* Task description *
Down to the last line, reproduce the data below exactly.

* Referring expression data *
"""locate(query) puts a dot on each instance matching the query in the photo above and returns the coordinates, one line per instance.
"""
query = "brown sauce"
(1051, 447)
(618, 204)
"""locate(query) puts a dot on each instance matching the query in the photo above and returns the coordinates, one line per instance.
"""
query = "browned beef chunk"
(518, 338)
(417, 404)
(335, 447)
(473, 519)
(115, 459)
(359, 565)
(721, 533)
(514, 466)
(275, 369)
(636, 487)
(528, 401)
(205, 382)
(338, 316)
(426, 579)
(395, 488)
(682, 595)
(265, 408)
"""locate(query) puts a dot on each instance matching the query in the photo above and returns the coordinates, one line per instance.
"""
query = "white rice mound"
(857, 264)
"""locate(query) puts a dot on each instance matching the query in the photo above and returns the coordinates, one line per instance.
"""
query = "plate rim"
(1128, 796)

* Expected output *
"""locate(query) puts a dot on each instance matching the query in the photo above and returns the coordinates, one line per instance.
"""
query = "brown sauce"
(1051, 447)
(618, 204)
"""locate(query) puts a dot on each instance matching the query in the photo above and returns the coordinates, one line per instance.
"""
query = "browned beef chunk"
(518, 338)
(417, 404)
(335, 447)
(473, 519)
(115, 459)
(359, 565)
(721, 533)
(514, 466)
(275, 369)
(636, 487)
(528, 401)
(205, 382)
(338, 316)
(426, 579)
(395, 488)
(682, 595)
(265, 408)
"""locate(query) puts a dot on each instance matching the query in the photo above and returns the coordinates, one line per instance.
"""
query = "white rice mound"
(857, 264)
"""locate(query) puts a dot on each instance matching the query in the photo above and returns the coordinates, one line per instance.
"""
query = "plate rim"
(1128, 796)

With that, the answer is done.